EXERCISE OBJECTIVE
In the text on porbeagle population recovery, which of the four models is the least optimistic, and why?

All analyses indicate that this porbeagle population can recover at modest fishing mortalities, but that the time
horizon for recovery is sensitive to the amount of human-induced mortality. All population models predict
recovery to SSN20% in less than 5 years in the absence of human-induced mortality, and to occur before 2014 if
the human-induced mortality rate is 4% of the vulnerable biomass. Of the four models, Model 2 is the least
optimistic due to the lower assumed productivity. This model predicts that recovery will occur if human-induced
mortality is less than 4% of the vulnerable biomass, but not at 8%. Under this model, recovery to SSNMSY is
predicted to take over 100 years at exploitation rates of 4% of the vulnerable biomass. These estimates are
conditional on the assumed selectivity. Assuming the Shelf-Edge selectivity, Models 1, 3 and 4 (all of which fit
better than Model 2) predict that keeping the rate of human-induced mortality to less than 4% of the vulnerable
biomass would be precautionary and would keep expected recovery times to SSNMSY on the order of decades.

[Stored items]
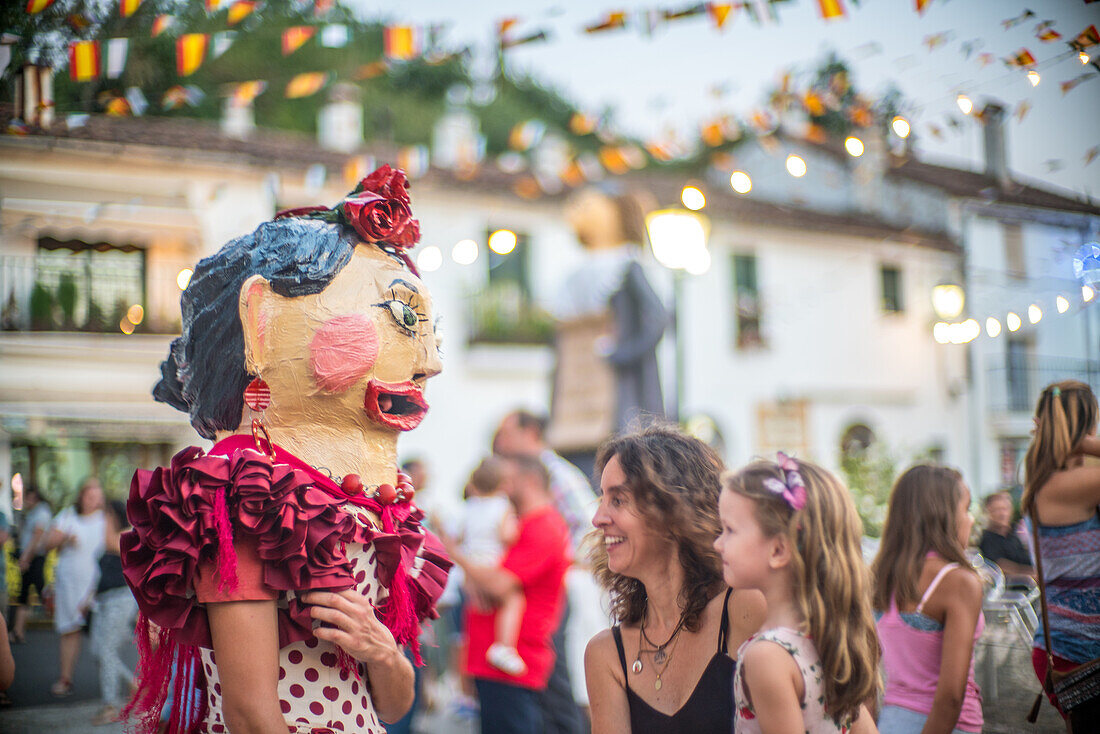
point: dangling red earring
(257, 395)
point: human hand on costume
(354, 625)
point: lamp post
(679, 241)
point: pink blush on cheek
(343, 350)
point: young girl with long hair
(790, 529)
(930, 600)
(1062, 494)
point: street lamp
(679, 241)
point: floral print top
(814, 719)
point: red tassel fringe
(227, 557)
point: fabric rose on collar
(378, 209)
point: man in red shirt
(536, 563)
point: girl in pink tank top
(930, 603)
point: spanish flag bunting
(832, 9)
(305, 85)
(84, 61)
(1087, 37)
(295, 36)
(240, 10)
(688, 11)
(245, 91)
(1012, 22)
(190, 50)
(37, 6)
(612, 159)
(371, 70)
(719, 12)
(400, 42)
(162, 23)
(609, 22)
(1021, 59)
(530, 37)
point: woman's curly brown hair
(674, 480)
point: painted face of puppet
(356, 354)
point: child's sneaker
(505, 658)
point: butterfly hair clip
(792, 489)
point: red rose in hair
(381, 219)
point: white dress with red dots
(315, 694)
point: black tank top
(710, 708)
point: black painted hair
(204, 374)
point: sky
(689, 72)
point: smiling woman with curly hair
(667, 665)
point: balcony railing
(1014, 384)
(42, 294)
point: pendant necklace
(659, 655)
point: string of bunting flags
(405, 42)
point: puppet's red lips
(399, 406)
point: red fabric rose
(381, 219)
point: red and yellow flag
(307, 84)
(37, 6)
(161, 24)
(240, 10)
(190, 51)
(84, 61)
(832, 9)
(400, 42)
(718, 12)
(294, 37)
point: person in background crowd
(931, 602)
(1062, 494)
(79, 533)
(32, 557)
(523, 433)
(999, 544)
(666, 666)
(113, 617)
(535, 565)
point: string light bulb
(900, 126)
(740, 182)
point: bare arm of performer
(607, 703)
(358, 631)
(245, 645)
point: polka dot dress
(316, 697)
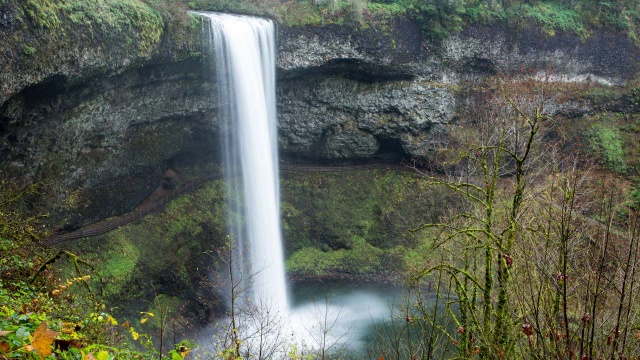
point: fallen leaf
(88, 356)
(42, 340)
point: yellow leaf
(88, 356)
(42, 340)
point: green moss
(119, 263)
(338, 211)
(551, 16)
(162, 252)
(605, 140)
(28, 50)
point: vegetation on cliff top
(443, 17)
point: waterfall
(244, 51)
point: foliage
(361, 258)
(42, 316)
(551, 16)
(606, 141)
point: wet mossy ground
(356, 223)
(335, 225)
(164, 254)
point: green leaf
(102, 355)
(22, 333)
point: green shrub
(606, 141)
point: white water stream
(244, 50)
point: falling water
(244, 52)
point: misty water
(351, 314)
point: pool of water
(340, 317)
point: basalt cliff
(99, 115)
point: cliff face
(99, 120)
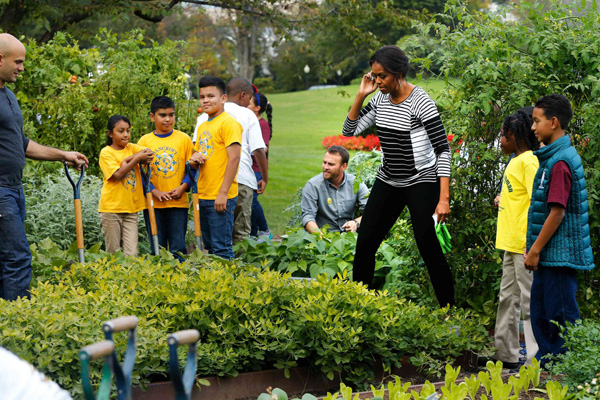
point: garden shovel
(146, 171)
(444, 237)
(78, 217)
(194, 178)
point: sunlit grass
(300, 122)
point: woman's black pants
(383, 208)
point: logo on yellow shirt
(165, 162)
(129, 181)
(205, 144)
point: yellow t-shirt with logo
(168, 166)
(515, 198)
(213, 138)
(125, 195)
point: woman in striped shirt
(415, 168)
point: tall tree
(43, 18)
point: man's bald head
(12, 58)
(239, 91)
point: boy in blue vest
(558, 234)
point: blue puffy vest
(570, 246)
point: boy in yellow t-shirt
(121, 197)
(172, 149)
(219, 150)
(515, 289)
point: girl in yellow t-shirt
(516, 137)
(122, 196)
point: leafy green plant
(589, 390)
(581, 362)
(68, 93)
(50, 212)
(306, 255)
(494, 66)
(248, 319)
(452, 391)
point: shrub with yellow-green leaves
(248, 319)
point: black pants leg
(383, 208)
(422, 200)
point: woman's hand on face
(442, 211)
(367, 85)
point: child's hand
(221, 203)
(261, 185)
(197, 158)
(531, 259)
(178, 192)
(160, 195)
(145, 156)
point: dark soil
(531, 394)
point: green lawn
(300, 121)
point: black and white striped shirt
(413, 139)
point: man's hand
(197, 159)
(178, 192)
(442, 211)
(350, 226)
(75, 158)
(532, 259)
(160, 195)
(262, 185)
(221, 203)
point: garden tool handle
(76, 186)
(121, 324)
(78, 211)
(196, 205)
(188, 336)
(193, 176)
(97, 350)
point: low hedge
(248, 319)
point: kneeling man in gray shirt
(329, 198)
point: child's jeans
(514, 301)
(259, 222)
(171, 226)
(552, 299)
(217, 228)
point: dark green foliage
(498, 66)
(119, 75)
(581, 363)
(248, 319)
(50, 211)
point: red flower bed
(353, 142)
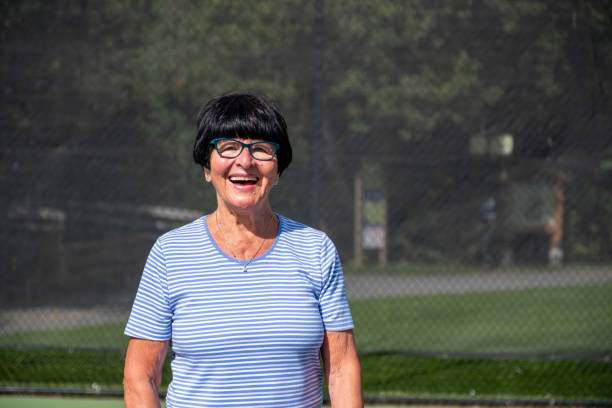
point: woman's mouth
(244, 180)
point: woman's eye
(229, 147)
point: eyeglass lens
(259, 150)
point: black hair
(241, 116)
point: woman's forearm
(141, 393)
(143, 373)
(344, 386)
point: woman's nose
(244, 158)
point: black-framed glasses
(231, 148)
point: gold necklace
(244, 267)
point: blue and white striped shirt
(242, 339)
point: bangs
(241, 116)
(244, 119)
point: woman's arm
(142, 373)
(342, 370)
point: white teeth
(237, 178)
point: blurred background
(458, 153)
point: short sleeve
(333, 302)
(151, 316)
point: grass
(545, 320)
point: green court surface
(57, 402)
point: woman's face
(242, 182)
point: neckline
(243, 262)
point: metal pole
(316, 158)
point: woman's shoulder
(187, 232)
(299, 231)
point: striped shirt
(242, 339)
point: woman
(250, 300)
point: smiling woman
(250, 300)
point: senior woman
(249, 300)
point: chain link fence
(459, 154)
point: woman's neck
(247, 222)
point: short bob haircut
(241, 116)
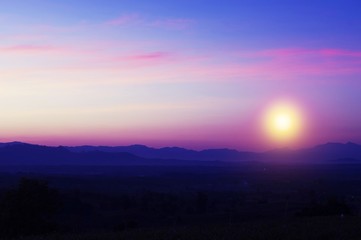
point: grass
(296, 229)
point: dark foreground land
(217, 201)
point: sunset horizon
(168, 74)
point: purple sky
(195, 74)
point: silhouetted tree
(29, 209)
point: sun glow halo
(282, 122)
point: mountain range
(18, 153)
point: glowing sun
(282, 122)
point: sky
(189, 73)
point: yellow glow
(282, 122)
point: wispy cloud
(29, 48)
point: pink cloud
(148, 56)
(29, 48)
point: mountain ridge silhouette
(25, 153)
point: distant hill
(171, 152)
(17, 153)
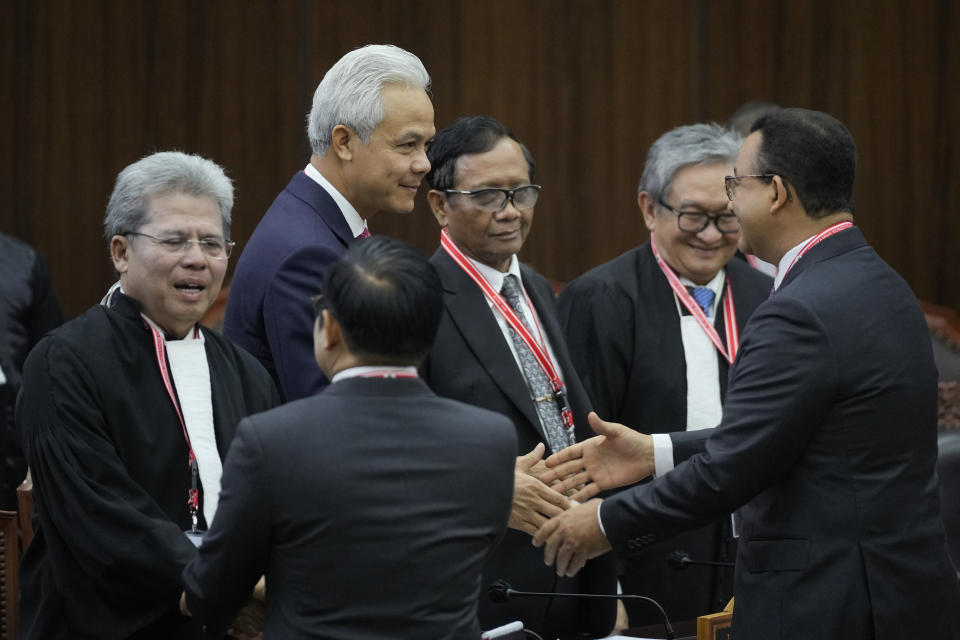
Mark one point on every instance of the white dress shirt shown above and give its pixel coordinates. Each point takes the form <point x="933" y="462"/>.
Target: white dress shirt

OUTPUT OF THE TASK
Model 2 is the least optimistic because of its lower assumed productivity.